About this exercise | Please rewrite everything from the start of the rows down to the line containing "box: [260, 1, 352, 156]", swapping "clicks" for "points" and changing nothing else. Leave the pictures out of your answer.
Dataset content: Begin
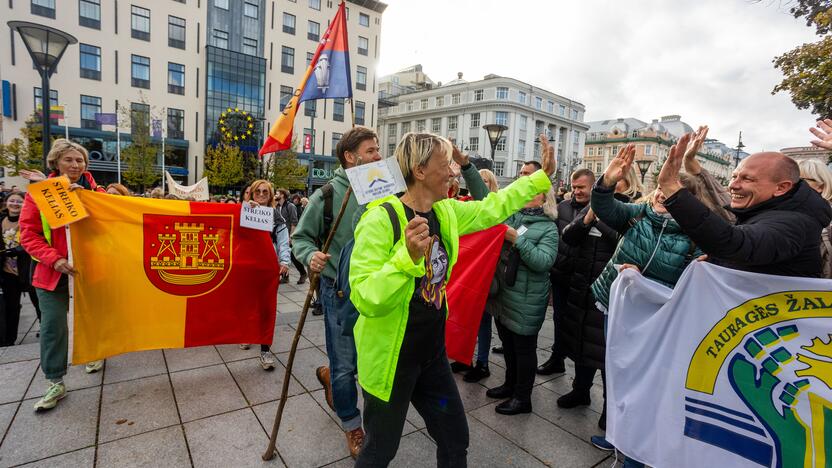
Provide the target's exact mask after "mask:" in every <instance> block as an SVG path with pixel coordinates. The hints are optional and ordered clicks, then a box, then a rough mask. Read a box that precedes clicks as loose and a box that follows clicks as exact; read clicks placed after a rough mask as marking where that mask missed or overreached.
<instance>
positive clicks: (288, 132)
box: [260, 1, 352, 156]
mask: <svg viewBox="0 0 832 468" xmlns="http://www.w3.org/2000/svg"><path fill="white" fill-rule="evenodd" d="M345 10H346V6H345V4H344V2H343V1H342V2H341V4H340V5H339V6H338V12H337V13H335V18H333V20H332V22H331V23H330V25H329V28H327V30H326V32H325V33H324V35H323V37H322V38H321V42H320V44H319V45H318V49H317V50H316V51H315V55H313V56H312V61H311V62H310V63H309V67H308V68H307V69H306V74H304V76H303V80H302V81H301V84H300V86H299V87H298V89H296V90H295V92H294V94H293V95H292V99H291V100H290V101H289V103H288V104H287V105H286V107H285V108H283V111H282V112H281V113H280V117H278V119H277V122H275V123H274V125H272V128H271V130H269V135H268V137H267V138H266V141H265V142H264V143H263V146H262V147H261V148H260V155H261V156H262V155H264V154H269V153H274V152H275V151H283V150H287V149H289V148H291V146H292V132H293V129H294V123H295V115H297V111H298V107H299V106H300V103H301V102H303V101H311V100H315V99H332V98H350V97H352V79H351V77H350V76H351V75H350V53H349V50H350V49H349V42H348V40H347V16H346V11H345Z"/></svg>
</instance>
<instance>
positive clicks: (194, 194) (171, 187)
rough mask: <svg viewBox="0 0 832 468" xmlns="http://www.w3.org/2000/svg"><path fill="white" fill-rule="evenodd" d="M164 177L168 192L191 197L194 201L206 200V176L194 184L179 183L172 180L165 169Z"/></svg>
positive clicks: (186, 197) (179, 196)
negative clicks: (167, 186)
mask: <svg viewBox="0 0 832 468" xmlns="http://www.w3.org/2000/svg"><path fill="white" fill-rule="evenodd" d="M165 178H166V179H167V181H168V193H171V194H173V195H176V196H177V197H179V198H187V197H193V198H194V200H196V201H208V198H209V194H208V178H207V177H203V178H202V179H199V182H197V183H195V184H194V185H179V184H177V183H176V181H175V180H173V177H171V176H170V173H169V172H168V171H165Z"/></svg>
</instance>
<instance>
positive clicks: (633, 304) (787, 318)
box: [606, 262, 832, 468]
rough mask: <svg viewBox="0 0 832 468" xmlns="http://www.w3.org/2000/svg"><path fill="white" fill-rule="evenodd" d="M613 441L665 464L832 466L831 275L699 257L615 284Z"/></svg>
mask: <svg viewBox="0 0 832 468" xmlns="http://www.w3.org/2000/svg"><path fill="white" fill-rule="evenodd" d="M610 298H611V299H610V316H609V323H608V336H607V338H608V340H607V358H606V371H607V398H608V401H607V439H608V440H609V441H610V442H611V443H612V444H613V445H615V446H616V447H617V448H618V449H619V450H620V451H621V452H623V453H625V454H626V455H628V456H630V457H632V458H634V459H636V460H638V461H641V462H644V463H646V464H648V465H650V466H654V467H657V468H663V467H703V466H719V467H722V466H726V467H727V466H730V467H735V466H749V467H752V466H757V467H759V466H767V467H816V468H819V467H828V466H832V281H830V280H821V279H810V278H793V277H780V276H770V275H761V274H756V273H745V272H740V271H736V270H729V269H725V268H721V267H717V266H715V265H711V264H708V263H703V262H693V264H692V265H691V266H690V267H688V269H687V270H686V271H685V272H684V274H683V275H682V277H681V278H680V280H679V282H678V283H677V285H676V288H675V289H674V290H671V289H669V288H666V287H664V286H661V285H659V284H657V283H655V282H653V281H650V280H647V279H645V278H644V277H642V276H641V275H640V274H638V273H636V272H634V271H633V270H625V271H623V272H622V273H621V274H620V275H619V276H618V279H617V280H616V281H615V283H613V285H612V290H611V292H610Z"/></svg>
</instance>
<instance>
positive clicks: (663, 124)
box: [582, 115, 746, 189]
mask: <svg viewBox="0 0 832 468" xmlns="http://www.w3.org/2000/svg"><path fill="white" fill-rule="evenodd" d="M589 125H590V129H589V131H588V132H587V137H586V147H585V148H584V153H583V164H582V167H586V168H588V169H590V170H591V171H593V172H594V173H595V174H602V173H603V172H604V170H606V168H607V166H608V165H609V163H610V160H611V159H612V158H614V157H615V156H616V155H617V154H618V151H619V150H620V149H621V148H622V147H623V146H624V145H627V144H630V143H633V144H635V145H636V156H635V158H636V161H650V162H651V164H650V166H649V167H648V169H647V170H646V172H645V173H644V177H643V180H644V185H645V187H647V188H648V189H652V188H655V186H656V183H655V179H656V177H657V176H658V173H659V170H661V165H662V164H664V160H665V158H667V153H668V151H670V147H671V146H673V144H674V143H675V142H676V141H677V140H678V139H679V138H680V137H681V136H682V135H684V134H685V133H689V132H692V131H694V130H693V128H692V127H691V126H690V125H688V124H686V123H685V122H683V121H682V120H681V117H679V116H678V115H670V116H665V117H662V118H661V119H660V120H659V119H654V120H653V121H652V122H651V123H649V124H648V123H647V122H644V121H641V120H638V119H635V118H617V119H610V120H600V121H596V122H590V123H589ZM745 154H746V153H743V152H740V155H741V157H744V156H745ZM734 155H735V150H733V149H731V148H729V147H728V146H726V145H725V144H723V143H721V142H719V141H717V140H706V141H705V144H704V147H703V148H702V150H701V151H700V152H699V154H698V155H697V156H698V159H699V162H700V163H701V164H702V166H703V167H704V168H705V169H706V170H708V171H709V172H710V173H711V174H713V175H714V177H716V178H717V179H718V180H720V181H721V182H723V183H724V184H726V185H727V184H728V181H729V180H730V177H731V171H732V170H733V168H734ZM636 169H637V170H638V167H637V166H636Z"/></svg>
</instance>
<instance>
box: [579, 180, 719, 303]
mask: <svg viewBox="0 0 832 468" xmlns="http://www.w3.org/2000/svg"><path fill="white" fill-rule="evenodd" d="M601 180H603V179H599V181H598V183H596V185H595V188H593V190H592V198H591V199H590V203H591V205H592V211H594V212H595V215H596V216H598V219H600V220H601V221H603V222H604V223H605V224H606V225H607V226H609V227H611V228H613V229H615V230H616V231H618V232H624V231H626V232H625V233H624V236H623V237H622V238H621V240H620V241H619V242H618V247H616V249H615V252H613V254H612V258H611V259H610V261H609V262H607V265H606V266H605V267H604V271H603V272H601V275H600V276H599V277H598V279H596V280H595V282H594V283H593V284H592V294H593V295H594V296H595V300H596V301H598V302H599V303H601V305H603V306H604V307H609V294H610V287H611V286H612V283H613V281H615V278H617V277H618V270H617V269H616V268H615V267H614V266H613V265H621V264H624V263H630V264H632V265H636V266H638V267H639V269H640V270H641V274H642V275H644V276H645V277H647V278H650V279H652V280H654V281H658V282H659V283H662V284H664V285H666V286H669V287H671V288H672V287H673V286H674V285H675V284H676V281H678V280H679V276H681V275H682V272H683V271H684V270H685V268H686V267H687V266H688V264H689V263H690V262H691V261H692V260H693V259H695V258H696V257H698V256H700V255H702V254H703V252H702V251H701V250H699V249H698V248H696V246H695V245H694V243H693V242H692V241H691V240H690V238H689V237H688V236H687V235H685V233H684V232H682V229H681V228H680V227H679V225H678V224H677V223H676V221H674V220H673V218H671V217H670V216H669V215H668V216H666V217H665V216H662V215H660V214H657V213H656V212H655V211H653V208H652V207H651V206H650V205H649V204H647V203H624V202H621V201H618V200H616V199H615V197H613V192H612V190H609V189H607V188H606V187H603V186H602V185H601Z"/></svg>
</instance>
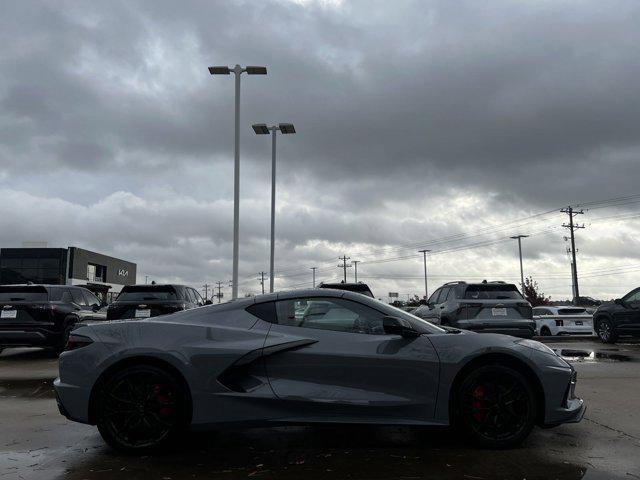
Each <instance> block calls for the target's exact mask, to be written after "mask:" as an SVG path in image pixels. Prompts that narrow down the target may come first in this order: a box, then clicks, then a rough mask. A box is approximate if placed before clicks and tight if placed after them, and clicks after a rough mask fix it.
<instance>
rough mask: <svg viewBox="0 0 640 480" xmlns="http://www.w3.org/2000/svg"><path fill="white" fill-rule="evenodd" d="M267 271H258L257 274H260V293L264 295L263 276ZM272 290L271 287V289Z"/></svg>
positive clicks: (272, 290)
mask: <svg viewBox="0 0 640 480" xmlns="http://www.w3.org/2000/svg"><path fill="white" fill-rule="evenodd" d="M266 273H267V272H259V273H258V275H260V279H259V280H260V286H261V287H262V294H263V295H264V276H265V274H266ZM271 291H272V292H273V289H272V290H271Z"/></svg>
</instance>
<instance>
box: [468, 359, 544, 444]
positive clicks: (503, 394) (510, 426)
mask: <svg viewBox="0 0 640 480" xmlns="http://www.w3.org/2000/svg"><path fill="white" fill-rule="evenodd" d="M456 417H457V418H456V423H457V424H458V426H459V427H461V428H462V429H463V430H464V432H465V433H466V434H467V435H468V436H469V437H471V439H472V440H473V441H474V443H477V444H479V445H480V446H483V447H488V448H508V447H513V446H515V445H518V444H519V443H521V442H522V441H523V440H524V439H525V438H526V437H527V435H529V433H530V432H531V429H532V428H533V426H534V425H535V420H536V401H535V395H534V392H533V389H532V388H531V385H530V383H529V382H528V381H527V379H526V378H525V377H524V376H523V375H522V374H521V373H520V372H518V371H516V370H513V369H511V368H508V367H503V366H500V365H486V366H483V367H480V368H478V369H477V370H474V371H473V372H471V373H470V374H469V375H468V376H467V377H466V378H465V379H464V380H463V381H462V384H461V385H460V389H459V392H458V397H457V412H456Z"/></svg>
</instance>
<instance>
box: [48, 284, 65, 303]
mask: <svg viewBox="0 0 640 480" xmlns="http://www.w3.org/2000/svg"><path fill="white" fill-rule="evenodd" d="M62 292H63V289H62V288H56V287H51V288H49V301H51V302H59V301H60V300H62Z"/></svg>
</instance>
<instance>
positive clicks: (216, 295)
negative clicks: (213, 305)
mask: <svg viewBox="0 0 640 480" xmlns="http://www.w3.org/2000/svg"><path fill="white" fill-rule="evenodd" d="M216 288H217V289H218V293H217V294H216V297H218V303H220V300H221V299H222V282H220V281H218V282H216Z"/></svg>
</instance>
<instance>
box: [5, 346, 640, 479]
Dataset content: End
Response |
Provide the target's exact mask after "mask:" in every <instance> block as an SVG path with pixel coordinates. The hints are optional and ordered points, then a box, then a rough mask. Read a box that precedes points as loose and a box that follows points as exact; read points placed after a rough mask as marking where that mask missed or overreached.
<instance>
positive points: (288, 132)
box: [260, 1, 352, 156]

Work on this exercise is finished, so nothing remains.